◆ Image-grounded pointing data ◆
........
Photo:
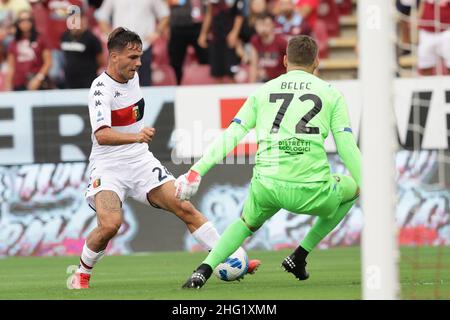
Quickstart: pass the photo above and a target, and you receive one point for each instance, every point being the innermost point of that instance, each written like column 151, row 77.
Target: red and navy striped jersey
column 119, row 106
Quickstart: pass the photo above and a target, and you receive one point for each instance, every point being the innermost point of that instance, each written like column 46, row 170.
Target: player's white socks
column 88, row 259
column 206, row 235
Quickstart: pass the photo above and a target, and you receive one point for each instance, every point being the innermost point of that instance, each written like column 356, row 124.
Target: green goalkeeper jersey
column 292, row 115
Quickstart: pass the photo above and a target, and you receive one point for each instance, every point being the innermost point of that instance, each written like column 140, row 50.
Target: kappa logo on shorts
column 136, row 112
column 97, row 183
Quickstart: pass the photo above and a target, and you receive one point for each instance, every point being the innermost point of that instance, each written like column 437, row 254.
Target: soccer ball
column 234, row 267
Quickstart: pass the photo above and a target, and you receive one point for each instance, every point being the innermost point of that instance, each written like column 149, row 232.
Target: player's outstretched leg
column 109, row 216
column 295, row 263
column 201, row 229
column 232, row 238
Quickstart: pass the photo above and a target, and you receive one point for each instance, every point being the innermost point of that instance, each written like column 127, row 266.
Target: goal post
column 378, row 144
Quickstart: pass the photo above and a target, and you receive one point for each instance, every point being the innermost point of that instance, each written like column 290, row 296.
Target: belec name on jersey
column 291, row 85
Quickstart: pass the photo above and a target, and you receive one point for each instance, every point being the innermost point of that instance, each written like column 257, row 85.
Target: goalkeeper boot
column 295, row 266
column 80, row 281
column 253, row 265
column 199, row 277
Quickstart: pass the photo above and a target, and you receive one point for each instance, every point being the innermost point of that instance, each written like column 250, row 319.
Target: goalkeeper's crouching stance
column 292, row 115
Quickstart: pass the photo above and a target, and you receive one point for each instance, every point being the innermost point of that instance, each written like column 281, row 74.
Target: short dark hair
column 120, row 38
column 301, row 50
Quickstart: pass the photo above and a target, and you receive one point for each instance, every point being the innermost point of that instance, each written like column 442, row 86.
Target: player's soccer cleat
column 253, row 266
column 198, row 278
column 296, row 267
column 80, row 281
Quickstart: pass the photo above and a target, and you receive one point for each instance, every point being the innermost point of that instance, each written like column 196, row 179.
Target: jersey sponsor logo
column 97, row 183
column 294, row 146
column 128, row 115
column 100, row 116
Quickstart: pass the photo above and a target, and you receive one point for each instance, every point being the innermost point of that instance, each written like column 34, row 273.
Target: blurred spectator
column 29, row 59
column 186, row 17
column 268, row 50
column 9, row 9
column 224, row 19
column 289, row 22
column 434, row 35
column 255, row 8
column 13, row 7
column 82, row 55
column 308, row 11
column 95, row 3
column 148, row 18
column 54, row 19
column 404, row 26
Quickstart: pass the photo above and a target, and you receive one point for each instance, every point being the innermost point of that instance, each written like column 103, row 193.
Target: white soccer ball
column 234, row 267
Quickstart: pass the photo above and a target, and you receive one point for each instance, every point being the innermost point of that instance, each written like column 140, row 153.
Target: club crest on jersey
column 97, row 183
column 135, row 112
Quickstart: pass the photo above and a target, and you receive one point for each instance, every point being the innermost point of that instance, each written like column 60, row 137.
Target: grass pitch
column 335, row 274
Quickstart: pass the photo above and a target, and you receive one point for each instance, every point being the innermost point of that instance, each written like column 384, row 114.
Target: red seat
column 163, row 75
column 345, row 7
column 329, row 13
column 320, row 34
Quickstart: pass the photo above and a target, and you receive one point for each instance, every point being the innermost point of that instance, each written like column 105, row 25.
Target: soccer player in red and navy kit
column 120, row 163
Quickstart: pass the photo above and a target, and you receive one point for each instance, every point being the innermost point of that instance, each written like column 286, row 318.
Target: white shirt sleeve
column 99, row 108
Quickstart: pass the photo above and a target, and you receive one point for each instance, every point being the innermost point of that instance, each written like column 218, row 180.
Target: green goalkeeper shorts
column 267, row 196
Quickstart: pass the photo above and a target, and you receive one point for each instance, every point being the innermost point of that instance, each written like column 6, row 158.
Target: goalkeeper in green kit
column 292, row 115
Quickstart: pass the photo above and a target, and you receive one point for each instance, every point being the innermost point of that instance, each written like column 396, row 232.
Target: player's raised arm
column 187, row 184
column 345, row 141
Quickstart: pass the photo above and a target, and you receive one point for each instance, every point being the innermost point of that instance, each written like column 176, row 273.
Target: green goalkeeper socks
........
◆ Exercise goal ◆
The result should be an exact repetition of all the records. Drop the pictures.

◆ Result of the task ◆
Photo:
Quickstart: pass the photo above and a target, and you receive one point for each instance, every point being the innermost point of that instance, each written like column 151, row 77.
Target: red and navy striped jersey
column 119, row 106
Quickstart: pass the photo above and a target, and you receive one point for each instance, every point being the innermost point of that instance, each written like column 46, row 170.
Target: player's white socks
column 88, row 259
column 206, row 235
Quickstart: pass the photo above and a target, and you receive one point for each instance, every point being the innermost point of that instance, each written like column 356, row 124.
Target: green goalkeeper jersey
column 292, row 115
Quickstart: pass the photo above and a target, and you receive one point for each instance, every point being the innermost point of that instance, each written like column 140, row 50.
Target: kappa logo on shorts
column 136, row 112
column 97, row 183
Quickstart: pass the photo above and a target, and you receive one point for each instance, every point being the innermost point of that instance, each written like column 437, row 254.
Target: soccer ball
column 234, row 267
Quickstart: pass the photo above and a target, and you receive one point for each instance, every point being the innermost point of that instance, each written like column 149, row 232.
Target: player's outstretched leg
column 109, row 216
column 295, row 263
column 201, row 229
column 232, row 238
Quickstart: pass the photo above and a target, and you receive one point for each instance, every point being the innermost point of that instance, each written like column 127, row 266.
Target: goal post
column 378, row 144
Quickstart: pass the photo above and a target, and you receive one point for each instance, every point being the innermost point of that instance, each written like column 290, row 296.
Target: belec name on jersey
column 291, row 85
Quickstart: pass the photo above and a target, and you receive one point for each instance, every point being the innermost point of that instance, each written like column 257, row 85.
Target: goalkeeper boot
column 295, row 266
column 80, row 281
column 253, row 265
column 199, row 277
Quickstart: pass the photo above and a target, and you receive one point for each instance, every point being the innermost point of that instance, each written like column 250, row 319.
Target: goalkeeper's crouching stance
column 292, row 115
Quickstart: pass the photo above and a target, and you receive one point for each instance, every point being the innermost point of that instance, each written like column 281, row 74.
Target: short dark hair
column 120, row 38
column 301, row 50
Quickstart: pass the photo above and a target, and you receive one point for each instance, every point being the innermost point of that instance, each written like column 442, row 86.
Target: player's soccer cleat
column 253, row 266
column 198, row 278
column 296, row 267
column 80, row 281
Quickstart: pass the photo above and a target, and you receive one point for each instance, every point being the innermost point of that instance, each written like column 196, row 179.
Target: jersey sponsor logo
column 97, row 183
column 294, row 146
column 128, row 115
column 100, row 116
Quickstart: pass the photo above and a target, and you receive one point for each instance, every point being the innermost point of that instance, each written like column 34, row 273.
Target: blurred spectator
column 29, row 59
column 186, row 17
column 268, row 50
column 9, row 9
column 224, row 19
column 289, row 22
column 434, row 35
column 255, row 8
column 13, row 7
column 82, row 55
column 308, row 11
column 95, row 3
column 148, row 18
column 54, row 19
column 404, row 26
Quickstart: pass the photo above and a target, and you receive one point for each instance, every point being the innermost point of that instance, each written like column 103, row 193.
Target: white soccer ball
column 234, row 267
Quickstart: pass the photo above and a target, and you receive one point for each instance, every point being the innermost point of that instance, each written like column 140, row 153.
Target: club crest on jersey
column 97, row 183
column 135, row 112
Quickstart: pass the photo above and a target, and you receive one point for each instance, every point being the innermost point of that instance, each written like column 60, row 137.
Target: grass pitch
column 335, row 274
Quickstart: pass the photo above and a target, and you receive one point for each instance, every point being the innermost point of that instance, each written like column 384, row 114.
Target: red seat
column 163, row 75
column 345, row 7
column 329, row 13
column 320, row 34
Quickstart: pass the photo above and a target, and you receive one point for each instance, every point being the innermost point of that instance, each written like column 105, row 25.
Target: soccer player in red and navy kit
column 120, row 163
Quickstart: pass the photo above and a target, and you receive one point for each instance, every point being the innermost point of that instance, each written like column 286, row 318.
Target: white shirt sleeve
column 99, row 108
Quickstart: pass the photo above and a target, and you receive one point for each instance, every point being the innermost point of that instance, each written like column 218, row 180.
Target: green goalkeeper shorts
column 267, row 196
Quickstart: pass the photo above and a target, and you receive one point for each instance, every point being the innermost point of that instance, each written like column 6, row 158.
Target: goalkeeper in green kit
column 292, row 115
Quickstart: pass the photo above and a target, and you receive one point for each instance, every point being the innermost point of that instance, each written like column 396, row 232.
Target: player's raised arm
column 187, row 184
column 345, row 141
Quickstart: pass the photo above and a target, and you receive one point for each instance, every point being the innermost point of that instance, each written like column 176, row 273.
Target: green goalkeeper socks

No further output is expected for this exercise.